> Action item: An exact copy of all the data is the required output.

Stored entries
= Beginning of Section =

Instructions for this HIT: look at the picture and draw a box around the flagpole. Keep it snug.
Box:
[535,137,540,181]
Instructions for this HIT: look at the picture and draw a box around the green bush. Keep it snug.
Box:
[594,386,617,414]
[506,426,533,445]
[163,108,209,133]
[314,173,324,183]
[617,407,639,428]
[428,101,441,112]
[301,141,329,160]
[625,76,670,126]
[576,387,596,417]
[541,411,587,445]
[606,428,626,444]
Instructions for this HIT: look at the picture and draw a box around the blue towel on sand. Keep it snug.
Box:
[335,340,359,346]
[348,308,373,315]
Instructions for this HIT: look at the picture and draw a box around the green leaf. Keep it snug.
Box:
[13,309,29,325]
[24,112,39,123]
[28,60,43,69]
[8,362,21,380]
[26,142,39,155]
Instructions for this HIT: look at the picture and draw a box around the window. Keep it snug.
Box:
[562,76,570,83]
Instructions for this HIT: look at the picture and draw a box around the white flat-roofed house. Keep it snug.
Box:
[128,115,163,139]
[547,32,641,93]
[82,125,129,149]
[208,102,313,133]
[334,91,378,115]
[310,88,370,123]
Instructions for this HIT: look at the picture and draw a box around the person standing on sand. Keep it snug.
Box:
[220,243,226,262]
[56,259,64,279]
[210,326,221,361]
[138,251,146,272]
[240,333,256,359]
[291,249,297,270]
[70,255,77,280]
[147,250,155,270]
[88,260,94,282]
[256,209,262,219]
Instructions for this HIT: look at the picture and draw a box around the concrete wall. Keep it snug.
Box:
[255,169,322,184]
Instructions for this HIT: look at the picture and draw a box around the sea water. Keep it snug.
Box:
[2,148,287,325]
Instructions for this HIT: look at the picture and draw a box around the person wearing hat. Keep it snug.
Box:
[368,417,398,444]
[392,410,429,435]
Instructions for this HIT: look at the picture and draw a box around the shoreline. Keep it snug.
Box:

= End of Section =

> Reply:
Instructions for this HIT: look at the picture and draw a box around the flagpole. Keep it snug.
Box:
[535,137,540,181]
Instructions for this HIT: look at the picture and draw a box around the green bush. Keep it snug.
Box:
[594,386,617,414]
[506,426,533,445]
[163,108,209,133]
[314,173,324,183]
[617,407,639,428]
[428,101,441,112]
[301,141,329,160]
[625,76,670,126]
[576,387,596,417]
[541,411,587,445]
[606,428,626,444]
Instructions for this HIT: look at the picture and draw a box around the blue towel on sand. Keep it snug.
Box:
[335,340,359,346]
[348,308,373,315]
Instructions for this HIT: look at the picture and draw a box around the green leaf. Keep it snug.
Box:
[13,309,29,325]
[24,112,39,123]
[28,60,43,69]
[8,362,21,380]
[26,142,39,155]
Instructions for this HIT: look at the picture and draw a box around the window. Keep it snug.
Box:
[562,76,570,83]
Instructions for this HIT: look at the picture and draw a box around the white flat-roofed house. Keep it snug.
Box:
[128,115,163,139]
[547,32,641,93]
[82,125,129,149]
[208,102,313,133]
[334,91,378,115]
[310,88,370,123]
Instructions for this HIT: look at the picture and draw a box around the person standing on sand. Keep it snug.
Box:
[220,243,226,262]
[56,259,64,279]
[210,326,221,361]
[138,251,146,272]
[240,333,256,359]
[291,249,297,270]
[70,255,77,280]
[147,250,155,270]
[88,260,94,282]
[256,209,262,219]
Instructions for this HIT: look at the picture and draw a box around the concrete wall. Keep it snug.
Box:
[255,169,322,184]
Instructions for this HIT: look at the picture and draw a box around the sea water. Keep it snug.
Box:
[2,148,287,325]
Instructions for this HIT: look at the picture and draw a box around the person wearing hat. Keep it snug.
Box:
[368,417,398,444]
[392,410,429,435]
Instructions for this HIT: look at the picture and draw a box around the shoreline. Keep it snug.
Box:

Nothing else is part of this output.